Tugas yang dikerjakan:
1 > Menurut teks tentang Thalhah bin Ubaidillah, mengapa Rasulullah memberinya gelar syahid yang hidup? Jawablah dalam satu sampai tiga kalimat.
2 > Lanjutkan teks tentang Thalhah bin Ubaidillah mulai dari bagian sesudah kalimat terakhirnya.

Teks yang disediakan:
────────
Saat itu Abu Bakar As-Siddiq dan Abu Ubaidah bin Jarrah yang
berada agak jauh dari Rasulullah telah sampai di dekat Rasulullah. "Tinggalkan aku, bantulah Thalhah, kawan
kalian," seru Rasulullah. Keduanya bergegas mencari
Thalhah bin Ubaidillah, ketika ditemukan, ini dalam kondisi pingsan, sedangkan
badannya berlumuran darah segar. Tak kurang 79 luka bekas tebasan pedang,
tusukan tombak dan lemparan panah memenuhi tubuhnya. Pergelangan tangannya
putus sebelah.
Dikiranya Thalhah sudah gugur,
ternyata masih hidup. Karena itulah gelar syahid yang hidup diberikan
Rasulullah. " Siapa yang ingin melihat orang berjalan di
muka bumi setelah mengalami kematiannya, maka lihatlah Thalhah," sabda Rasulullah.
Sejak saat itu bila orang
membicarakan perang Uhud dihadapan Abu Bakar As-Siddiq, maka beliau selalu
menyahut, " Perang hari itu adalah peperangan Thalhah seluruhnya
sampai akhir hayatnya . "
Kemurahan dan kedermawanan Thalhah bin Ubaidillah patut kita
contoh dan kita teladani. Dalam hidupnya ia memiliki tujuan utama yaitu
bermurah dalam pengorbanan jiwa. Thalhah
bin Ubaidillah merupakan salah seorang dari sepuluh orang
yang pertama masuk Islam, dimana pada saat itu satu orang bernilai seribu
orang.
Sejak awal keislamannya sampai akhir
hidupnya dia tidak pernah mengingkari janji. Janjinya selalu
tepat. Ia juga dikenal sebagai orang jujur, tidak pernah menipu apalagi
berkhianat. Thalhah bin Ubaidillah bagaikan sungai yang airnya mengalir
terus menerus mengairi dataran dan lembah. Ia adalah seorang dari kaum
muslimin yang kaya raya, tapi pemurah dan dermawan. Istrinya bernama Su'da
binti Auf.
Pada suatu hari istrinya melihat
Thalhah bin Ubaidillah sedang murung dan duduk termenung sedih. Melihat
kondisi suaminya, sang istri segera menanyakan penyebab kesedihannya dan
Thalhah mejawab, " Uang
yang ada di tanganku sekarang ini begitu banyak sehingga memusingkanku. Apa
yang harus kulakukan? " Maka istrinya berkata, "Uang
yang ada ditanganmu itu bagi-Bagikanlah kepada fakir-miskin." Maka
dibagi-bagikannyalah seluruh uang yang ada ditangan Thalhah tanpa meninggalkan
sepeserpun.
────────
[Cuplikan data anotasi titik]
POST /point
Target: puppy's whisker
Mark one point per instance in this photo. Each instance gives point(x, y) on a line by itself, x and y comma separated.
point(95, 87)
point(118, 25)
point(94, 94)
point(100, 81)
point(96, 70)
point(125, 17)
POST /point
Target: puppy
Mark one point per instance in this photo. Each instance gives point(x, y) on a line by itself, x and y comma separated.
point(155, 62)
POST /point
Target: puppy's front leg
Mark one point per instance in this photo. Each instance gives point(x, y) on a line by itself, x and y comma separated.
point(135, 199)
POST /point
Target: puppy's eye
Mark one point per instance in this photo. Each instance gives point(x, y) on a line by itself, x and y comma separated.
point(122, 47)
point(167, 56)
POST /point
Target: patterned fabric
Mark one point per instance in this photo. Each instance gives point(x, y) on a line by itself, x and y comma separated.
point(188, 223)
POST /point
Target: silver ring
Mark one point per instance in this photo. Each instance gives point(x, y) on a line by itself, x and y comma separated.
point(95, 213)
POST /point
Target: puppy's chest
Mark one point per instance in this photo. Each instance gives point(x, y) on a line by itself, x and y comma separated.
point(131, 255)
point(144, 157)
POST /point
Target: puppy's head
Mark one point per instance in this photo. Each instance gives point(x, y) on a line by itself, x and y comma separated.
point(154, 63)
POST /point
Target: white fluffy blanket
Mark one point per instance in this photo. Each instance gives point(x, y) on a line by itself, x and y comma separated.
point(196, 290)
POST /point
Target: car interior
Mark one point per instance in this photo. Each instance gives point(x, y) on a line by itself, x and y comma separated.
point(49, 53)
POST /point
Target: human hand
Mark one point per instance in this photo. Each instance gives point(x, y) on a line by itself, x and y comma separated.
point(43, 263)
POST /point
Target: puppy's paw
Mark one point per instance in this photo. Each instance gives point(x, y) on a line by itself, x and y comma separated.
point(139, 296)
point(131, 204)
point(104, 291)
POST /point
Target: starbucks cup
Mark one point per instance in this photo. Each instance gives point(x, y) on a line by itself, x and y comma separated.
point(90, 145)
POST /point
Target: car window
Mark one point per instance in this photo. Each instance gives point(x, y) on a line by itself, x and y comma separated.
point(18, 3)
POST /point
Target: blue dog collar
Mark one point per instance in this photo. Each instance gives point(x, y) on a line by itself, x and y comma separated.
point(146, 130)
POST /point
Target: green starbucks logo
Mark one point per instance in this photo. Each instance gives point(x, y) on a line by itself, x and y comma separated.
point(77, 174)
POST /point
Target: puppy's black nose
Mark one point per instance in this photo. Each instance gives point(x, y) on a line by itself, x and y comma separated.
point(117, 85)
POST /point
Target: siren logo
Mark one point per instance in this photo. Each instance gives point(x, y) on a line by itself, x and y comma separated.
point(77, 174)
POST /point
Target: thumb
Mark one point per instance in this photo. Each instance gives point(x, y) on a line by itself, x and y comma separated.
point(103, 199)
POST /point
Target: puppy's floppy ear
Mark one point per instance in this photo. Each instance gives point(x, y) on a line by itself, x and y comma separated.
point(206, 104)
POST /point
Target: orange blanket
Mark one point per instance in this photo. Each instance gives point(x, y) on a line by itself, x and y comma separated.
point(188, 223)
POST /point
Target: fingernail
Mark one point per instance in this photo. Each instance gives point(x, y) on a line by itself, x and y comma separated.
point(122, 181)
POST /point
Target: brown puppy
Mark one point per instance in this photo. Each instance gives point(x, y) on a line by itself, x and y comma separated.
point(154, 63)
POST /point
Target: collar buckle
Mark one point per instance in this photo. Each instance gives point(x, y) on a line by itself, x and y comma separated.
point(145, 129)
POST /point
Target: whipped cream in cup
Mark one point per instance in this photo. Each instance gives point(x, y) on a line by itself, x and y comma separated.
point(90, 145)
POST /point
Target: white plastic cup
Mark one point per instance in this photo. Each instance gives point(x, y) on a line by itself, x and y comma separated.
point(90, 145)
────────
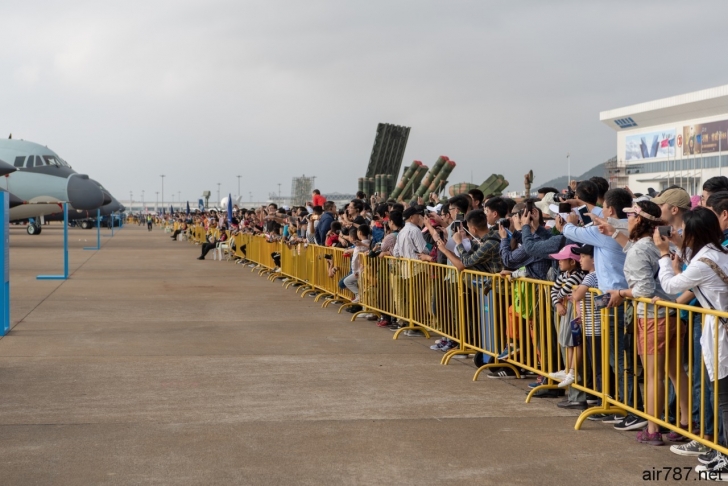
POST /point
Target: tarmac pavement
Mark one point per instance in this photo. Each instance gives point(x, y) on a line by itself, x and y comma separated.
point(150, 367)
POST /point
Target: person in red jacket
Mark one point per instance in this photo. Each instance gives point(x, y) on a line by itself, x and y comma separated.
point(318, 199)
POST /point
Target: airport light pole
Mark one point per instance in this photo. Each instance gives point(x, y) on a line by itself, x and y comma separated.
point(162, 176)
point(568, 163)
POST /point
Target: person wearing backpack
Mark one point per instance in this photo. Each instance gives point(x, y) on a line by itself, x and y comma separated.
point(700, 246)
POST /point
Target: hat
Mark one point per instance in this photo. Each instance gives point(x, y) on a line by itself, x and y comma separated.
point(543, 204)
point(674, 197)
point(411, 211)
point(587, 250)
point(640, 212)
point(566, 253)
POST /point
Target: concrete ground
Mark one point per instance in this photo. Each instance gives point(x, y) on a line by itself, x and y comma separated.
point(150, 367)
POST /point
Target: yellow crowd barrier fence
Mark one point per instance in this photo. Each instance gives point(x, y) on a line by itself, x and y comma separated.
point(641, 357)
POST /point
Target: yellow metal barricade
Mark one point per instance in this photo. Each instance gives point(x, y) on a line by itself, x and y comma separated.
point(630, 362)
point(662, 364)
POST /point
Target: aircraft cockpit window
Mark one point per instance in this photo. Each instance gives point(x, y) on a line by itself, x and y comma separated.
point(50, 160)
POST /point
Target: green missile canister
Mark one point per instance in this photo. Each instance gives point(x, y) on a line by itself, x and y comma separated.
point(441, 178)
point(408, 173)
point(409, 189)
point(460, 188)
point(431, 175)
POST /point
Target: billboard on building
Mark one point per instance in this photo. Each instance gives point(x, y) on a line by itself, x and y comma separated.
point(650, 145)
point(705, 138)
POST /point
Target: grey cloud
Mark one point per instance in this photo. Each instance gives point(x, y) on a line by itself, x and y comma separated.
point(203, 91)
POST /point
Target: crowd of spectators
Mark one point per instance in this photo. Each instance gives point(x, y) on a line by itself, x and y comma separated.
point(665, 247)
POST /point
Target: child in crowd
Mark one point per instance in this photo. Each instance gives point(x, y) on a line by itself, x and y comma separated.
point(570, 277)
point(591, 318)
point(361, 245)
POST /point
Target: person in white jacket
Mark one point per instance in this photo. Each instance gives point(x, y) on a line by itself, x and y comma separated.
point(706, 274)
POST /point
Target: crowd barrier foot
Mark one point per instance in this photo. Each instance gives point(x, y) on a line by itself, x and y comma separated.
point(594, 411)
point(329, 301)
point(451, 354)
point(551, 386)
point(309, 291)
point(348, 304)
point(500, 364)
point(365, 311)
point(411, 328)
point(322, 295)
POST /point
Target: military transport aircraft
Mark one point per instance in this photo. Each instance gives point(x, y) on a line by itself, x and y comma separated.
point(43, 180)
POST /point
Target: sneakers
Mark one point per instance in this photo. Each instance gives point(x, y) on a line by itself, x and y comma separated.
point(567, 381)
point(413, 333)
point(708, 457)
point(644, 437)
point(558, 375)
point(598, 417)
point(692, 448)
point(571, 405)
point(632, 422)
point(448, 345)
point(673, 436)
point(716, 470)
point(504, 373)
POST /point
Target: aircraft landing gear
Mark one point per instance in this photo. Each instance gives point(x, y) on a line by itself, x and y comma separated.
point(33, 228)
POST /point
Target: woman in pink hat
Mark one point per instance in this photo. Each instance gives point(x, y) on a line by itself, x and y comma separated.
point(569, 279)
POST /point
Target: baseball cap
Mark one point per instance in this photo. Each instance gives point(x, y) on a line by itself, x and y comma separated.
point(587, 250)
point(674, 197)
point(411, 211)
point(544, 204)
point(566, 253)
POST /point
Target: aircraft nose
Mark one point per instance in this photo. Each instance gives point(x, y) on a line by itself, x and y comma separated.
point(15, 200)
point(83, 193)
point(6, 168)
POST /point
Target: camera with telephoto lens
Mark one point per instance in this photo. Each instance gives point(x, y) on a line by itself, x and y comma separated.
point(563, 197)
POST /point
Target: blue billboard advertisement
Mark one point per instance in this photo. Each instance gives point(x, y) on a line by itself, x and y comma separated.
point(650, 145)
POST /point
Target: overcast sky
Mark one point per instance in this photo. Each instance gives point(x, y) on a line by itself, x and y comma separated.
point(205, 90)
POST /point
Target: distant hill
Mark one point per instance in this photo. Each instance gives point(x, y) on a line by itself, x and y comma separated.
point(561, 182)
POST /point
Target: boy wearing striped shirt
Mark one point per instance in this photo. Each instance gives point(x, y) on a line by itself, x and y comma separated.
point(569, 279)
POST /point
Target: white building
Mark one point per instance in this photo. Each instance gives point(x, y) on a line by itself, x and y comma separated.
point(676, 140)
────────
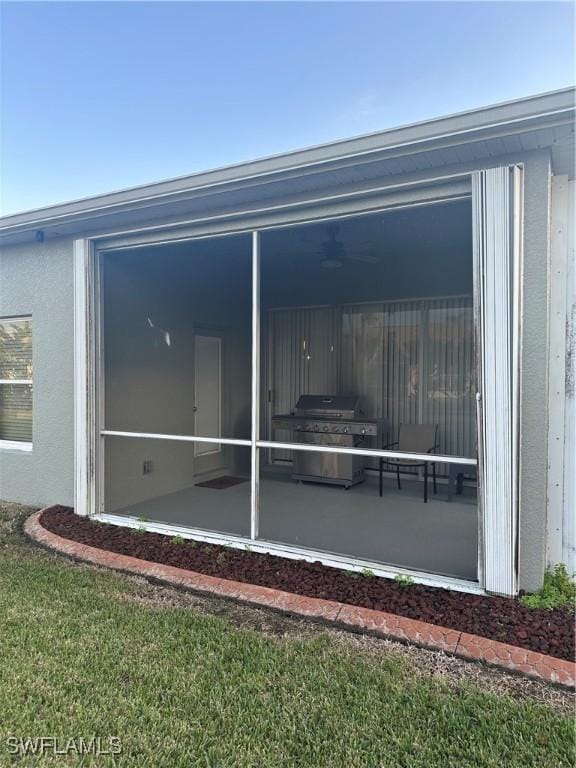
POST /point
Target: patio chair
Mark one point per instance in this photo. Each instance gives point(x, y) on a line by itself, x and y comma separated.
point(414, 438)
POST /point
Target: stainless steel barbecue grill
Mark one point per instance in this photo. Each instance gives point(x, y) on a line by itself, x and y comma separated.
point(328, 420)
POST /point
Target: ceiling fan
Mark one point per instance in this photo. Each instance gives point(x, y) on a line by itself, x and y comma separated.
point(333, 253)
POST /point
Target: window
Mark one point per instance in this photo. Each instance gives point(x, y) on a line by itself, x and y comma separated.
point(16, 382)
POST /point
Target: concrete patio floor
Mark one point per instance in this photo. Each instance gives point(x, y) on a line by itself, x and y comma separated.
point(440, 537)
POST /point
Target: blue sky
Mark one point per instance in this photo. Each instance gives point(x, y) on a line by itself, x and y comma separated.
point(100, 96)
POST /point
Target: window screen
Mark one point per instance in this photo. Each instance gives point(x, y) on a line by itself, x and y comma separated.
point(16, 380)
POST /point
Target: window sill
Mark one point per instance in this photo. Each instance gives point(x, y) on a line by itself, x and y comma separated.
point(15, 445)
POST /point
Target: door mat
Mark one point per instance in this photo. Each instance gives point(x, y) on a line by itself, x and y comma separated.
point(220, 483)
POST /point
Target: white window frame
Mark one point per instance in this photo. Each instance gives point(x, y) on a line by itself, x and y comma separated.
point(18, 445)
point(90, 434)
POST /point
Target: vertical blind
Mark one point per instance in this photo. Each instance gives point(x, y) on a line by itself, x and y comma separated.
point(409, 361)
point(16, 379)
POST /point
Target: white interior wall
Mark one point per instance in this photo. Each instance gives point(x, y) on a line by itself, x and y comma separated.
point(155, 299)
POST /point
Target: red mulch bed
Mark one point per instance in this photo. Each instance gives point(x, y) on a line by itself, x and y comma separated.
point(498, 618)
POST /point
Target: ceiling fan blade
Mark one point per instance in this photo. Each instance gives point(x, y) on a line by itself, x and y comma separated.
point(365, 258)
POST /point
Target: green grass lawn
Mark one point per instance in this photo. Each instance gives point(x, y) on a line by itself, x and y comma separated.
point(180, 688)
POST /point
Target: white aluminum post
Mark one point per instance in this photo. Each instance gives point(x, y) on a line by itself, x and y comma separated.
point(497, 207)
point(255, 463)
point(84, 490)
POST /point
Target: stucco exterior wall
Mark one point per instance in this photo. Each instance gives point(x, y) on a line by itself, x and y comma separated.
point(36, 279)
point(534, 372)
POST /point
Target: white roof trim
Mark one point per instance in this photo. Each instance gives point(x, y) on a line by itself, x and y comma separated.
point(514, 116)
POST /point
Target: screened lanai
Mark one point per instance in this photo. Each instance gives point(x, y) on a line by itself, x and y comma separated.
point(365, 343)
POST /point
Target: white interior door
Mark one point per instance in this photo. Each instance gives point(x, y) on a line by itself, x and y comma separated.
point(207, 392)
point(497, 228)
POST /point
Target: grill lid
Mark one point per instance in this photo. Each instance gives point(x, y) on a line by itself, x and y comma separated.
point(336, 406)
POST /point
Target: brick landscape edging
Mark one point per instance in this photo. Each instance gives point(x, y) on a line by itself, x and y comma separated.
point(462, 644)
────────
Hasil per tugas:
1 > Thalhah ditemukan pingsan dengan tubuh berlumuran darah, tidak kurang dari 79 luka, dan pergelangan tangan yang putus sebelah, sehingga ia dikira sudah gugur. Ternyata ia masih hidup, dan karena itulah Rasulullah memberinya gelar syahid yang hidup.

2 >
As-Saib bin Zaid berkata tentang
Thalhah bin Ubaidillah, katanya, " Aku berkawan dengan Thalhah
baik dalam perjalanan maupun sewaktu bermukim. Aku melihat tidak ada seorangpun
yang lebih dermawan dari dia terhadap kaum muslimin. Ia mendermakan uang,
sandang dan pangannya."
Jabir bin Abdullah berbicara, " Aku
tidak pernah melihat orang yang lebih dermawan dari Thalhah walaupun tanpa
diminta." Oleh karena itu patutlah jika dia dijuluki "Thalhah
si dermawan", " Thalhah si konduktor harta "," Thalhah
kebaikan dan kebajikan ".
Sewaktu terjadi pertempuran
"Al-jamal", Thalhah (di pihak lain) bertemu dengan Ali bin Abu Thalib dan
memperingatkan agar ia mundur ke barisan paling belakang. Sebuah panah
beracun mengenai betisnya, maka dia segera dipindahkan ke Basrah dan tak berapa
lama kemudian karena lukanya ia wafat. Thalhah bin Ubaidillah wafat pada usia 60 tahun dan
dimakamkan di suatu tempat dekat padang rumput di Basrah.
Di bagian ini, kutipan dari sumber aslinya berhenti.